▶ Task goal
Identify each line in the rows below that contains the word "metal", treating uppercase and lowercase letters as different, and copy every such line.

....

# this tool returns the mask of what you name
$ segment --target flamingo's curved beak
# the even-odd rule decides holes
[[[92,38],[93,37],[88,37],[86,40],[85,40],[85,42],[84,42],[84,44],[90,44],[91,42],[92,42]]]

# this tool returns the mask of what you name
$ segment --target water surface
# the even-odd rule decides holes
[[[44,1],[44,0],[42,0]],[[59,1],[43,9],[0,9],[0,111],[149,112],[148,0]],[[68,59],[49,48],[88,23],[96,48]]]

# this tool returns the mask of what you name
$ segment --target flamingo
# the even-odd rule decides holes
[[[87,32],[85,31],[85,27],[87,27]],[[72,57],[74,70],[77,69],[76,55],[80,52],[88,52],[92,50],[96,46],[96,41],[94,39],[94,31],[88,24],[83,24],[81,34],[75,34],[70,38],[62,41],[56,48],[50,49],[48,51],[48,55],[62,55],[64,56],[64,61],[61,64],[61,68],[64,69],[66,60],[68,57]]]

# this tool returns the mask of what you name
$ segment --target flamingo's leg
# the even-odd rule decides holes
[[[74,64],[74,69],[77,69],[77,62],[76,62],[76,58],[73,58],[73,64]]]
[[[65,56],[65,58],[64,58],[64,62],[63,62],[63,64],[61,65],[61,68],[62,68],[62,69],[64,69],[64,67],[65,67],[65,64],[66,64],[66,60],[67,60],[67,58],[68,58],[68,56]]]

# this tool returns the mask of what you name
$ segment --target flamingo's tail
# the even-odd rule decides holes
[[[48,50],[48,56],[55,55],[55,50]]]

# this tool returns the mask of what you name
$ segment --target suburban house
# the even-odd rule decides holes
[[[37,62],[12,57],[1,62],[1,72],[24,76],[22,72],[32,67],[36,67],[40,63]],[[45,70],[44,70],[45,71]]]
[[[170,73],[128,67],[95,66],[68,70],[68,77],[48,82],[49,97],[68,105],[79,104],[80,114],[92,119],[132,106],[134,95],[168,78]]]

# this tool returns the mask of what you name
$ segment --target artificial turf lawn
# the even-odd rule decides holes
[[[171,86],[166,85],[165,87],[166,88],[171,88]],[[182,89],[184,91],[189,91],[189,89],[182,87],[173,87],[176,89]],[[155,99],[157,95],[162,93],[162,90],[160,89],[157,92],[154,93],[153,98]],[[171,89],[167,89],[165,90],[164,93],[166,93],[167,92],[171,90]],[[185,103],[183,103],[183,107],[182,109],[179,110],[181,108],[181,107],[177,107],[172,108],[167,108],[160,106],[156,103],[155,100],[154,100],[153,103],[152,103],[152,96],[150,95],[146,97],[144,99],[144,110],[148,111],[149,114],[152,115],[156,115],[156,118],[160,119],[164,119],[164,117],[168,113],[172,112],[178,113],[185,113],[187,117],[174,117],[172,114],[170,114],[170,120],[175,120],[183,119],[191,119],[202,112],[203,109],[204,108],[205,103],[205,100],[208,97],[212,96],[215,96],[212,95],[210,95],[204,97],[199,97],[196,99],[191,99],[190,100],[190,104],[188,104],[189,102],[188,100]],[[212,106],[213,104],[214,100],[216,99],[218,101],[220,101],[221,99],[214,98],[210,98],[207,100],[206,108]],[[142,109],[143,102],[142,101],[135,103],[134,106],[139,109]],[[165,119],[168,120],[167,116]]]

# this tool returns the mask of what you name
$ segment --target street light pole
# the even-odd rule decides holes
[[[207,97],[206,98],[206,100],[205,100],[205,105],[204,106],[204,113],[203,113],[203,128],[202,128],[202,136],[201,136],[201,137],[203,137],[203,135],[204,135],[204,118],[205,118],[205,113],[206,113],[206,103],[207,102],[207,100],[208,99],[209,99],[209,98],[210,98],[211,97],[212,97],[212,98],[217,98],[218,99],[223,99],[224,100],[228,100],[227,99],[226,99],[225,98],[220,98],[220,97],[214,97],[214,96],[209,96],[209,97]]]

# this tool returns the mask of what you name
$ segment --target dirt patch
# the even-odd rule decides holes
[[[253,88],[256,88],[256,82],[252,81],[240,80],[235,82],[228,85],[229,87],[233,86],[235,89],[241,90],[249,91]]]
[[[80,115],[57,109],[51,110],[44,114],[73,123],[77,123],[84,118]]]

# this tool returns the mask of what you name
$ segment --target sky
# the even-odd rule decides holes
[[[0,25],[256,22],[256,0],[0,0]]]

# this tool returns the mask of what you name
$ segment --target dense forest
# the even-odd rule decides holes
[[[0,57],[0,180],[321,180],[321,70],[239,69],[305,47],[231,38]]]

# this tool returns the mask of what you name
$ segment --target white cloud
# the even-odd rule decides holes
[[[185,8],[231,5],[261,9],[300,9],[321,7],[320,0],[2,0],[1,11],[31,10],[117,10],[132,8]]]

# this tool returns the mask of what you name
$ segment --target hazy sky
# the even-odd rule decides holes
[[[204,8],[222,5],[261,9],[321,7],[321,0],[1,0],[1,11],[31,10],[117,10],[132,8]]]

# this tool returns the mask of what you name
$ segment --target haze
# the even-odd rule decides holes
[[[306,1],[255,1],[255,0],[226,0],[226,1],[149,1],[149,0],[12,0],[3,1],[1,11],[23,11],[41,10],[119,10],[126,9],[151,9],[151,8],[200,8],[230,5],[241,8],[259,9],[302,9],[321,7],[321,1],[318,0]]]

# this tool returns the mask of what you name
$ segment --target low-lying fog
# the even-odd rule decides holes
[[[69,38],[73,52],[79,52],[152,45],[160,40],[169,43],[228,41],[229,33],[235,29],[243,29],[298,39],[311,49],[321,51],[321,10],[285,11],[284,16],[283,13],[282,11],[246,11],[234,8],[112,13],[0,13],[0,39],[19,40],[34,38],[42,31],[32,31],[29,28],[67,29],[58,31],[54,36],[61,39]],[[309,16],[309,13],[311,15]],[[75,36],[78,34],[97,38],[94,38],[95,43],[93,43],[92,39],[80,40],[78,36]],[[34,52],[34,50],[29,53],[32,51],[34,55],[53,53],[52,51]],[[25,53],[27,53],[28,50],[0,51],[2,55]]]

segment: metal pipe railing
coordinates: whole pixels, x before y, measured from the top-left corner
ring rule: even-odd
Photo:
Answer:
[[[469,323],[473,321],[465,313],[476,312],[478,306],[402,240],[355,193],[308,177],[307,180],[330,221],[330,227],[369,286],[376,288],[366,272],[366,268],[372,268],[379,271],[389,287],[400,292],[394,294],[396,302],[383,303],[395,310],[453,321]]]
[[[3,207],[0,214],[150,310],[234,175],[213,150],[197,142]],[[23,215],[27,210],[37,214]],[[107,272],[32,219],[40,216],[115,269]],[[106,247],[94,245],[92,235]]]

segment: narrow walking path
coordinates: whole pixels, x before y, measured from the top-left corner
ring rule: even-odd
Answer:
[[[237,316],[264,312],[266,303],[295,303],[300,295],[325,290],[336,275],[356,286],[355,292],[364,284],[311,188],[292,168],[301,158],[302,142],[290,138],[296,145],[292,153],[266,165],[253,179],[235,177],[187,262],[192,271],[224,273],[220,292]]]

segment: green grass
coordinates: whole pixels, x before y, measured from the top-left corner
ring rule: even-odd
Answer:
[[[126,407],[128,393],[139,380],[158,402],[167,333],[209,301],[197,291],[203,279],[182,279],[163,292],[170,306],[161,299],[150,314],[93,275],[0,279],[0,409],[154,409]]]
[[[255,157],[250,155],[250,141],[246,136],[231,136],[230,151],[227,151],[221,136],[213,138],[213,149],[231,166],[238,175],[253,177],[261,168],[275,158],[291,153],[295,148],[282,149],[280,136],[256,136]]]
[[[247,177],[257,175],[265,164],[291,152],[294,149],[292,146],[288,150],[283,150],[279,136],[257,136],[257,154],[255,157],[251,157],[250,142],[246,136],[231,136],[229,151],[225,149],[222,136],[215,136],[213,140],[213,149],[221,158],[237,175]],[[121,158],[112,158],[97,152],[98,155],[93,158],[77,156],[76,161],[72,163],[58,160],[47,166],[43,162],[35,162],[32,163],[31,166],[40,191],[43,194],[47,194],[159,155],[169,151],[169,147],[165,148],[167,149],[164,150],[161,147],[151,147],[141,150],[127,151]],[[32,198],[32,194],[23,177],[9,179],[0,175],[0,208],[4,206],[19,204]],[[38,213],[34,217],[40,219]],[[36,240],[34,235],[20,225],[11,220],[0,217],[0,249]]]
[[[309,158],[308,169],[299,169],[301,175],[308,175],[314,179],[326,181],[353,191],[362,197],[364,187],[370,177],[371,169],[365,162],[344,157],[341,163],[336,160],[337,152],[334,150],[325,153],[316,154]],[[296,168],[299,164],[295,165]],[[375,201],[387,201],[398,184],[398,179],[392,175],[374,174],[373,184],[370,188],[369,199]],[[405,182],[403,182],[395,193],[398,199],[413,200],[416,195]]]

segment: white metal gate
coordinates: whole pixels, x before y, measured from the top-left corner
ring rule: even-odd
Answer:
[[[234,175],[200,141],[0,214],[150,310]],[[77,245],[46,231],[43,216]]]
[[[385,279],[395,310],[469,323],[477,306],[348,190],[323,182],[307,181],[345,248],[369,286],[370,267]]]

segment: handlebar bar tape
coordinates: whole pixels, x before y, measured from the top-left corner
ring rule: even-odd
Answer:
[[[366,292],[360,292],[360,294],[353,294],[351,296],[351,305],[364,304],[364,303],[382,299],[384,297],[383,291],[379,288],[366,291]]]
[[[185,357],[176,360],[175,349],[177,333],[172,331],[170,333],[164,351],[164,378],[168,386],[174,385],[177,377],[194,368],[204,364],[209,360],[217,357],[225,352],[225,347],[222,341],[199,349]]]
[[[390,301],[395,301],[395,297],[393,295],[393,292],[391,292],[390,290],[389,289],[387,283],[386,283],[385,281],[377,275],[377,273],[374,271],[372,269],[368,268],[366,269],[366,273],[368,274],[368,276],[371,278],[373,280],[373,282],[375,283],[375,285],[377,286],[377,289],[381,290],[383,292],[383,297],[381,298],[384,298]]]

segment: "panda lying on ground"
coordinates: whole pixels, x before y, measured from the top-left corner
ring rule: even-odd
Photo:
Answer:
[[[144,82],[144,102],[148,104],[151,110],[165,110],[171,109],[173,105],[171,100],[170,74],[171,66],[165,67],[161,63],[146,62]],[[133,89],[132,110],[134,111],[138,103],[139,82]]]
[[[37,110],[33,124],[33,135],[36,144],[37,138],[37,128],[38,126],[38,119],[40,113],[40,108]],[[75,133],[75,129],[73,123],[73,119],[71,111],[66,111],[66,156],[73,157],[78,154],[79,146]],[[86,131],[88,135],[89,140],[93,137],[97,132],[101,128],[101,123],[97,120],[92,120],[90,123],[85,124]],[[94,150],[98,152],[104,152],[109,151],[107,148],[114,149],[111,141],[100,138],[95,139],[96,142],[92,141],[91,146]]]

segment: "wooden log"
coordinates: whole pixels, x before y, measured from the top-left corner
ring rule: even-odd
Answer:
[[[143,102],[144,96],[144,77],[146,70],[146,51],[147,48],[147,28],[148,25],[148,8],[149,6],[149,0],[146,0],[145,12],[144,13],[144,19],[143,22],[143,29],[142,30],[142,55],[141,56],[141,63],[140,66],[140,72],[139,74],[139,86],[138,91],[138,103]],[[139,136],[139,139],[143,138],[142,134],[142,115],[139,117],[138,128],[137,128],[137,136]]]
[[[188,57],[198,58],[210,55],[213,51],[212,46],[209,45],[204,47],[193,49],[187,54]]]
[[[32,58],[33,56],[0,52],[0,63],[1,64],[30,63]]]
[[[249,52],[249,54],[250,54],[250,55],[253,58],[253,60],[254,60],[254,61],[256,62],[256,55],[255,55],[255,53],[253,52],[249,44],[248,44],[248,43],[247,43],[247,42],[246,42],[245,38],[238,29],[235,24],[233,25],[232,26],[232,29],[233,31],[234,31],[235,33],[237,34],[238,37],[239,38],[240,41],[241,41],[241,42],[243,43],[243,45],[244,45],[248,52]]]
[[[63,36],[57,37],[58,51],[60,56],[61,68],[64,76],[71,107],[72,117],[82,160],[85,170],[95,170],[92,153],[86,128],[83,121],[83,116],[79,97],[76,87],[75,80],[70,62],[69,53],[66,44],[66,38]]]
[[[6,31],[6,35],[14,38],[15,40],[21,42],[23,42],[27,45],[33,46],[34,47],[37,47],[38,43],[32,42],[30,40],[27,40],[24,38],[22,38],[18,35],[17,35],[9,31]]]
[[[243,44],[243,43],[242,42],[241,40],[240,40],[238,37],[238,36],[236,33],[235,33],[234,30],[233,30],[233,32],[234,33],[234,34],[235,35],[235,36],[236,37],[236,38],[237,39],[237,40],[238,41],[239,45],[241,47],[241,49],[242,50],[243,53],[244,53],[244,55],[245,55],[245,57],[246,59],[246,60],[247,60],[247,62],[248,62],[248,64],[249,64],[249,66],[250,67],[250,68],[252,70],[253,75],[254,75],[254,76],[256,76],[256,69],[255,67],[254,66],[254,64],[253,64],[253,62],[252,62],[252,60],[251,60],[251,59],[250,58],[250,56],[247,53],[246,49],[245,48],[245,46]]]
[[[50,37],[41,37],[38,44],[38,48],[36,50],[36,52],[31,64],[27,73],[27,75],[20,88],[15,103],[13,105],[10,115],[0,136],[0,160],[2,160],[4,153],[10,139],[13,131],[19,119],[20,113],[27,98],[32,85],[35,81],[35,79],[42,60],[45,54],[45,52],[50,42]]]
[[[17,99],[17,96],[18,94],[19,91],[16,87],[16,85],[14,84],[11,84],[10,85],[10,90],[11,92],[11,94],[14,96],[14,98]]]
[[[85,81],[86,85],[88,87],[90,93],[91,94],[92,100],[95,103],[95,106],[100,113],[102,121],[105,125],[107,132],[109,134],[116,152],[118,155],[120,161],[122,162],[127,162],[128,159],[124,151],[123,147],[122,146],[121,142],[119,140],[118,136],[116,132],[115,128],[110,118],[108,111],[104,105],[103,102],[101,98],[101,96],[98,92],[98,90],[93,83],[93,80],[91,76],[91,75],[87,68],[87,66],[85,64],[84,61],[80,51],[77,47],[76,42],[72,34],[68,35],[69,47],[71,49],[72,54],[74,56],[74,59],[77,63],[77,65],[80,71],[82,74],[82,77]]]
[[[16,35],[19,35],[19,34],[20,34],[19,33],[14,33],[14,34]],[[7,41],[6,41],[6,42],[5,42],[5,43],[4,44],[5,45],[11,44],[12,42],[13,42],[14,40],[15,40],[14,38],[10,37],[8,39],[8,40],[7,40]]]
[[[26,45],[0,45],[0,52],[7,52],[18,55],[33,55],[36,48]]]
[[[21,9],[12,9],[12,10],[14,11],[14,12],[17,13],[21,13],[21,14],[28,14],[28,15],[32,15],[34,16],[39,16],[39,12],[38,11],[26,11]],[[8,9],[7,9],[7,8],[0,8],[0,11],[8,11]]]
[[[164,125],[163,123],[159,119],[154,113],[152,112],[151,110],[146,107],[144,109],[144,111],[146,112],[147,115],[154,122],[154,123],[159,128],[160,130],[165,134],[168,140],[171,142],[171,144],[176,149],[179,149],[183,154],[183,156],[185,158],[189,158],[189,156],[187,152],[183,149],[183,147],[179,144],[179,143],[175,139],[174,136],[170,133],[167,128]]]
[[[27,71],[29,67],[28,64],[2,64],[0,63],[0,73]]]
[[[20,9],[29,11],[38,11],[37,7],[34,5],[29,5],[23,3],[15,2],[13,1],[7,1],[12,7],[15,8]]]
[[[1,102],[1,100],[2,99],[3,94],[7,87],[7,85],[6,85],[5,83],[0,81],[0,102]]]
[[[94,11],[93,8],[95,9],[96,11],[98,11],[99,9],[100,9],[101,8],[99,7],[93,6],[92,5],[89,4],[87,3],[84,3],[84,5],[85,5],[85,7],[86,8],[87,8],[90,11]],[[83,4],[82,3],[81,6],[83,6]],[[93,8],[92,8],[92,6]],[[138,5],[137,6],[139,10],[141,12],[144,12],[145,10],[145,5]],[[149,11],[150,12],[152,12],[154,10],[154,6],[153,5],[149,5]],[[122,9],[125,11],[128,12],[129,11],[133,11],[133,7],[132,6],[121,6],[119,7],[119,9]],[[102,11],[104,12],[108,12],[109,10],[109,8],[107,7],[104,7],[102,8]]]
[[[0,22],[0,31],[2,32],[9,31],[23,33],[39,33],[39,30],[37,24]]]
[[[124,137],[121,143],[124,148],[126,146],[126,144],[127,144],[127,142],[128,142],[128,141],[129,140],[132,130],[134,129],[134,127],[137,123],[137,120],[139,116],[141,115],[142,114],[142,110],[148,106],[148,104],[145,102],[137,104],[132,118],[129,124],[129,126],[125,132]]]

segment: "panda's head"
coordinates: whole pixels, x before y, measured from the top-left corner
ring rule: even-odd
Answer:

....

▶ Solution to the problem
segment: metal pipe railing
segment: white metal gate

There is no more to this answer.